[Exercise text — start]

ABI'DE, v. i. pert. and part. abode.
abada, to be, or exist, to continue; W. bod, to be; to dwell, rest, continue, stand firm, or be stationary for anytime indefinitely. Class Bd. No 7.
1. To rest, or dwell. Gen. xxix 19.
2. To tarry or stay for a short time. Gen. xxiv. 55.
3. To continue permanently or in the same state; to be firm and immovable. Ps. cxix. 90.
4. To remain, to continue. Acts, xxvii. 31. Eccles. viii. 15.
1. To wait for; to be prepared for; to await.
Bonds and afflictions abide me. Acts, 20:23.
For is here understood.
2. To endure or sustain.
To abide the indignation of the Lord. Joel 10.
3. To bear or endure; to bear patiently. "I cannot abide his impertinence."

[Exercise text — finish]
[Extracted information — start]

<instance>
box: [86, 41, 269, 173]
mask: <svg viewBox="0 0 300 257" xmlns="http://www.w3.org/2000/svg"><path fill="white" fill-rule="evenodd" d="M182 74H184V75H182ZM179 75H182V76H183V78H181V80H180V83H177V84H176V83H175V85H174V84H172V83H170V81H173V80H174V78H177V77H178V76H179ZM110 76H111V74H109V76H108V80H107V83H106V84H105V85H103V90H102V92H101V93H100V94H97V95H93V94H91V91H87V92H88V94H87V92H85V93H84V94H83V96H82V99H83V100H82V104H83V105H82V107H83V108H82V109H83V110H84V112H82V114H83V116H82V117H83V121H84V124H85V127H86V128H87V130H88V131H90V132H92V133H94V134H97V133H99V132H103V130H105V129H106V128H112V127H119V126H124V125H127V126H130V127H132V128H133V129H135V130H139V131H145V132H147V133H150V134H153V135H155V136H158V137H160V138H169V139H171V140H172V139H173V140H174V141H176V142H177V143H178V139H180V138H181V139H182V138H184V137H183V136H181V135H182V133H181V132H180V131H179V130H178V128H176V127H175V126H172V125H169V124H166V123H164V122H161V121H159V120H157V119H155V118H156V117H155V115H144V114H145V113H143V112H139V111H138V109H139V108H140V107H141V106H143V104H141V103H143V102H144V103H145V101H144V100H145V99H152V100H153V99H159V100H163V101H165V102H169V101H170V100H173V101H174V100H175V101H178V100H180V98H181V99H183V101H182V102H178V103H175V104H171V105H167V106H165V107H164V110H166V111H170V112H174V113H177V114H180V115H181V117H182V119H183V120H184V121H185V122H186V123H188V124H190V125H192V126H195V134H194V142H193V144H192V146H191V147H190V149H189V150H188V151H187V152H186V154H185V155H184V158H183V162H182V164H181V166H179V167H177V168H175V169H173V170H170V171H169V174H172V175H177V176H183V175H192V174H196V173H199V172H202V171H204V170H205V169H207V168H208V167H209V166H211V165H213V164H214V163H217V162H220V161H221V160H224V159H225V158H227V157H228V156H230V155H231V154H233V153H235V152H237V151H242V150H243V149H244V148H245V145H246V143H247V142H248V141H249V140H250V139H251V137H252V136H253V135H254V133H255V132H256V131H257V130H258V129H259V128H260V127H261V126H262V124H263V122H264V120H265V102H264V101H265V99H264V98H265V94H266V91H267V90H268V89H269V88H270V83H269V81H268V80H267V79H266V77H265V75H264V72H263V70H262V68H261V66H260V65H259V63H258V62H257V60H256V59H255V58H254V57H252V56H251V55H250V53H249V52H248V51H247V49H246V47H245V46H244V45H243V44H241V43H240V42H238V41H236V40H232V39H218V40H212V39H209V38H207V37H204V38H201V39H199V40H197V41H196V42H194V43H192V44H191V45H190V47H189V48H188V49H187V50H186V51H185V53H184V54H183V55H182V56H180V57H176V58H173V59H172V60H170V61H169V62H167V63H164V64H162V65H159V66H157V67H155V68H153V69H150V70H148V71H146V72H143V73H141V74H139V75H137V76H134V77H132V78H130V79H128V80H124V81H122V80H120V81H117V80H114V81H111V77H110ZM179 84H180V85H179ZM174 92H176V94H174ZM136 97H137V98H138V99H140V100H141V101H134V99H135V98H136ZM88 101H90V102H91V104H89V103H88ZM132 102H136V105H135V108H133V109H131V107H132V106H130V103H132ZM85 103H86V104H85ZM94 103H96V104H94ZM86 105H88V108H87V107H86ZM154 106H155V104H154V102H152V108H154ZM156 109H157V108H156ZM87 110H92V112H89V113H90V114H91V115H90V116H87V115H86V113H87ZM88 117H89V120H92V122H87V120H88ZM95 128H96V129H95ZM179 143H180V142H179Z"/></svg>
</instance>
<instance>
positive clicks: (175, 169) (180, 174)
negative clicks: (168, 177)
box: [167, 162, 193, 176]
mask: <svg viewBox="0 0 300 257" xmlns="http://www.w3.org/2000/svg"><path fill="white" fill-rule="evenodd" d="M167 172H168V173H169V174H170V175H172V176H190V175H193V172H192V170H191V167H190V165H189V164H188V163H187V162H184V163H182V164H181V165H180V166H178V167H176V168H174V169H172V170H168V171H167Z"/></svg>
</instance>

[Extracted information — finish]

To do
[A] In the dictionary entry for "abide," what example sentence illustrates the sense "to bear or endure; to bear patiently"?
[B] Write the next part of the dictionary entry for "abide," beginning after its final sentence.

Per-task answers
[A] "I cannot abide his impertinence."

[B]
This verb when intransitive, is followed by in or at before the place, and with before the person. "Abide with me - at Jerusalem or in this land." Sometimes by on, the sword shall abide on his cities; and in the sense of wait, by far, abide for me. Hosea, iii. 3. Sometimes by by, abide by the crib. Job, xxxix.
In general, abide by signifies to adhere to, maintain defend, or stand to, as to abide by a promise, or by a friend; or to suffer the consequences, as to abide by the event, that is, to be fixed or permanent in a particular condition.